Of all the lines below, output only those starting at the one with "Would you be able to indicate the sunglasses frame" and ending at the one with "Target: blue silk scarf", both ends included, exactly as written.

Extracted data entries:
+ + + +

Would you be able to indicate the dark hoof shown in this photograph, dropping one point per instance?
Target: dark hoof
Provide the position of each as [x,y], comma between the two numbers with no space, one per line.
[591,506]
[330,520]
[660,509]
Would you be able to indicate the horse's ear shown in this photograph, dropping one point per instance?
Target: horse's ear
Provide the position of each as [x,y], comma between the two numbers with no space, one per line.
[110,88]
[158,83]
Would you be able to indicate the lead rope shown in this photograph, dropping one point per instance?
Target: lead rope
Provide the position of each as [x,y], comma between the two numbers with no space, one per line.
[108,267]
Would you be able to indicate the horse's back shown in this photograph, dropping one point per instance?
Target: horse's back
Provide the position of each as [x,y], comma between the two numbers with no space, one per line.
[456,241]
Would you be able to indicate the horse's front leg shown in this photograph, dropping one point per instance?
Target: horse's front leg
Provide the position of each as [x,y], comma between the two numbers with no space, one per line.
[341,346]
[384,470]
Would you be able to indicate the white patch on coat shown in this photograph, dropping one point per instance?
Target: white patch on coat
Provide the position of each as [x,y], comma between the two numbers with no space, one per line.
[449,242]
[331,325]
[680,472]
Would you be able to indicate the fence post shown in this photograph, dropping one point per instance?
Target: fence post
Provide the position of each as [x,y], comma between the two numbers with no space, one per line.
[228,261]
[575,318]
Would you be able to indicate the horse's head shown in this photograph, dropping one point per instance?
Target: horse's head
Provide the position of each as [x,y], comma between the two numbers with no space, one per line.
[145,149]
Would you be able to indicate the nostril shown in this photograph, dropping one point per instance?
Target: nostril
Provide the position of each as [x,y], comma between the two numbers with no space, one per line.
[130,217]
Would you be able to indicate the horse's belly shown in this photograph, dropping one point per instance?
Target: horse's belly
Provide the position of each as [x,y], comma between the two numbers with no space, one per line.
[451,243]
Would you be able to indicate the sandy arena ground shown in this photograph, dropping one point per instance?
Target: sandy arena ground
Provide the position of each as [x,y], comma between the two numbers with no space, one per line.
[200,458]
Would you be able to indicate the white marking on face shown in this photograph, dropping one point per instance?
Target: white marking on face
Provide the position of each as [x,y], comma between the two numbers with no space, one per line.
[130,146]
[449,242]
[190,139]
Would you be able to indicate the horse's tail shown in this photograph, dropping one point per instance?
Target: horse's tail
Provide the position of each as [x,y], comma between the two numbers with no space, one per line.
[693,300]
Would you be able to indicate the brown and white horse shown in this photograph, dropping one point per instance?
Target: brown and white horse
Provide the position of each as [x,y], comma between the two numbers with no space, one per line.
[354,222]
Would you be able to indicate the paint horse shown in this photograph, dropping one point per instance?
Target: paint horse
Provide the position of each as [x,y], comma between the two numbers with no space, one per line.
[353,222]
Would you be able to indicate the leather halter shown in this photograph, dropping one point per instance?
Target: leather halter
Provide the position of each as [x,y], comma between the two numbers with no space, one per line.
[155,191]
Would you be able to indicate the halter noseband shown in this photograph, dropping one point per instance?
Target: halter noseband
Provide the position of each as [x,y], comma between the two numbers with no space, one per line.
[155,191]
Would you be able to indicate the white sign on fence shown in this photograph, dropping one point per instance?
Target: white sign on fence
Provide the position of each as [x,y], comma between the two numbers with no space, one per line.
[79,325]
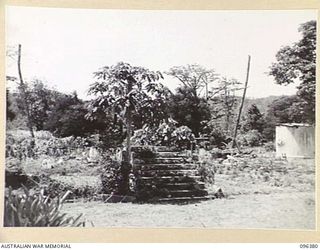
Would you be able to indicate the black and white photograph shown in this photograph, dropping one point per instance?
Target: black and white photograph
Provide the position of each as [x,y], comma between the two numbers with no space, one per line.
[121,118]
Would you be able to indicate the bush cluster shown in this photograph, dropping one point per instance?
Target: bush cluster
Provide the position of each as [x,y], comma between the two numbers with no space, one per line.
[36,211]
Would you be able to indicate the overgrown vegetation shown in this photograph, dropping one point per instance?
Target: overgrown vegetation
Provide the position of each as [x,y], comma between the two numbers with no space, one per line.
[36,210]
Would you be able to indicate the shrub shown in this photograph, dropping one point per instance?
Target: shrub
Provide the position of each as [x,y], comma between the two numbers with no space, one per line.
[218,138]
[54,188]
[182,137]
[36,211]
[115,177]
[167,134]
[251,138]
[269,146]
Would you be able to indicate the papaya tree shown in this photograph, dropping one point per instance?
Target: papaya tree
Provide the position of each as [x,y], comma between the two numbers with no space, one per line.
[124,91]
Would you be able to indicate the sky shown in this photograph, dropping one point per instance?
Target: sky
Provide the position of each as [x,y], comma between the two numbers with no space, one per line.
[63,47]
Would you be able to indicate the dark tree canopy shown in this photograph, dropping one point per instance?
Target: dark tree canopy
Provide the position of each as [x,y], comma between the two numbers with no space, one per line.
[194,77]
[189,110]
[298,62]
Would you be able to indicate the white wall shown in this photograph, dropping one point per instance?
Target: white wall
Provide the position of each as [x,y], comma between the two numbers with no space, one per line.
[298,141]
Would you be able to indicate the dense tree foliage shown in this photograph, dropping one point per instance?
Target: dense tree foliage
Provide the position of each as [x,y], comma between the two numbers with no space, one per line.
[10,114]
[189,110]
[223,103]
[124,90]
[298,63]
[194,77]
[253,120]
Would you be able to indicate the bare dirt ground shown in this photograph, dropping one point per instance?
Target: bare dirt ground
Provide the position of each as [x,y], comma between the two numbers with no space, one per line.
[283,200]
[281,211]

+ + + +

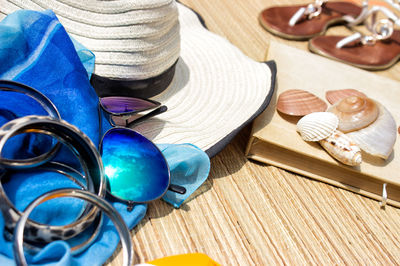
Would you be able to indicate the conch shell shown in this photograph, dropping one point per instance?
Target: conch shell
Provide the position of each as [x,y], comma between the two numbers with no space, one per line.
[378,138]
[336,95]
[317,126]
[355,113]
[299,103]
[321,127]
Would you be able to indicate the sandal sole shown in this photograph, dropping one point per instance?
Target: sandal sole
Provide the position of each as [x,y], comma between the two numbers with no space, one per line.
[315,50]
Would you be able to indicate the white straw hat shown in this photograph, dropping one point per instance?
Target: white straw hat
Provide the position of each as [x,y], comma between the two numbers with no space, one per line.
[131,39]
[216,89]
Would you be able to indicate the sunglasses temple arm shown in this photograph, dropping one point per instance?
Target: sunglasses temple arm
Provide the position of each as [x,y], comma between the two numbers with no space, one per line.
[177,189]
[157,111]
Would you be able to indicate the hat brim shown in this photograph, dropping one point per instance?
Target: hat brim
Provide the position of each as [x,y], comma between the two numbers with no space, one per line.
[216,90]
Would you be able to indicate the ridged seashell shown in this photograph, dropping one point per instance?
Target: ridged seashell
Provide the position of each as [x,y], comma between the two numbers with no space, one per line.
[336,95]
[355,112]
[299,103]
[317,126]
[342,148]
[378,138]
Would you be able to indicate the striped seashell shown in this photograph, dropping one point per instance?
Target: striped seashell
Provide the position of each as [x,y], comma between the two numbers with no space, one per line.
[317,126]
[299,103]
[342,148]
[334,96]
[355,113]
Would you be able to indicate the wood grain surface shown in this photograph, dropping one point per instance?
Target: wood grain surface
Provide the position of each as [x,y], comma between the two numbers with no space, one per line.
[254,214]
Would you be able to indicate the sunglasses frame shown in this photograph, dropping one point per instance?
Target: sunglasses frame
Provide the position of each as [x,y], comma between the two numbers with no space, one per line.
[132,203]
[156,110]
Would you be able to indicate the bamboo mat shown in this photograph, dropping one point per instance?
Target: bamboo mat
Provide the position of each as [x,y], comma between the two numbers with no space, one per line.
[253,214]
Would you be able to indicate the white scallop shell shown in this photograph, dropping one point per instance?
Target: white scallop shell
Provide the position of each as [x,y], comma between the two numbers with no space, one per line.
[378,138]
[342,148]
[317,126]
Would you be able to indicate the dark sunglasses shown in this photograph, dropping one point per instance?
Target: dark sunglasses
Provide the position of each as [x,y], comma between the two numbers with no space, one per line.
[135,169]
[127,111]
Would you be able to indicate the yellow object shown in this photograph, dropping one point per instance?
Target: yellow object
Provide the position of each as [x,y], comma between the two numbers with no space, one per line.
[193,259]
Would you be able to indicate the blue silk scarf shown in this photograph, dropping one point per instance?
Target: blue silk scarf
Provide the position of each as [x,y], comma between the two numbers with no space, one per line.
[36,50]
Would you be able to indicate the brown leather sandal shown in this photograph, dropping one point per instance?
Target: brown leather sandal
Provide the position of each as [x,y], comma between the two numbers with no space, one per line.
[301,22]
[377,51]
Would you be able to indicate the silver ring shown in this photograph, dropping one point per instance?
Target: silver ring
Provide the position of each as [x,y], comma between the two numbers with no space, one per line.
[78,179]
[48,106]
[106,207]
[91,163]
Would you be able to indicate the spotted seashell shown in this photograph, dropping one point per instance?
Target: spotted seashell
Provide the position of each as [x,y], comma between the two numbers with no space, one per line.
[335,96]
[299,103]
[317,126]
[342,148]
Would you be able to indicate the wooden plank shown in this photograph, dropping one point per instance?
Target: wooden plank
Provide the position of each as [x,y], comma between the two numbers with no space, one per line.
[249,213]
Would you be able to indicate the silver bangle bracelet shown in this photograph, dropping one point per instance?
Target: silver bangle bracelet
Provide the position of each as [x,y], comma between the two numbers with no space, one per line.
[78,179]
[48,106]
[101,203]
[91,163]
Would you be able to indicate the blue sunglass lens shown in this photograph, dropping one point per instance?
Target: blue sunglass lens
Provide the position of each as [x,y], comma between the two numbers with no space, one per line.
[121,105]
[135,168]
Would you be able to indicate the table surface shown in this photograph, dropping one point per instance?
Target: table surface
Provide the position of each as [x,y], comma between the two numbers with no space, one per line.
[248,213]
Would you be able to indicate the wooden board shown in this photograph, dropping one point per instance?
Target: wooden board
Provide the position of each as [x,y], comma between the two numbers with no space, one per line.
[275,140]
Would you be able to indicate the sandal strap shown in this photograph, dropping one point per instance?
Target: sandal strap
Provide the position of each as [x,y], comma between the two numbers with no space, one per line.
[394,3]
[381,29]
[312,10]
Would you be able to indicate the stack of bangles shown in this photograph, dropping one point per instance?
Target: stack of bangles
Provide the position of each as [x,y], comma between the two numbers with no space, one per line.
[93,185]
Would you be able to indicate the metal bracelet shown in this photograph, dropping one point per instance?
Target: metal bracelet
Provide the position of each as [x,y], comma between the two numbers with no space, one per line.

+ + + +

* **RESULT OF THE EXERCISE**:
Would you be able to indicate the sunglasses frame shown in this photograph, dropping one point per instance?
Target: sunglasses frame
Provide the position of each as [x,y], comma between the two numbers with no space, one per line.
[132,203]
[156,110]
Would you be able to indicate the bamboo mat shown in this photograph, dropping one point per instance?
Target: bamboo mat
Provide the position of each as [x,y], comma between the two numbers with no space, one per line.
[253,214]
Would you be able to indicate the white scallop shell shown in this photograph, dropping one point per instance?
Target: white scallop shell
Provide the position of each as [x,y], comma between the two numbers with no space, one per line.
[378,138]
[342,148]
[317,126]
Would you be able to indicate the dark sunglasses shown in this photograph, dropping one point per instance?
Target: dark sunglasses
Provide the position of each as [x,y], comma between the two numbers with no space, one per line.
[135,169]
[127,111]
Would you be able to indicate the yellow object shown in this photograph, dropping one point per instance?
Target: yellow object
Provide the position of each as [x,y], comma between the two numbers with no space, one per line.
[193,259]
Would you be able to indicate the blue silk scarf shown in this photograph, dropping one point per instance?
Target: blue silk scarf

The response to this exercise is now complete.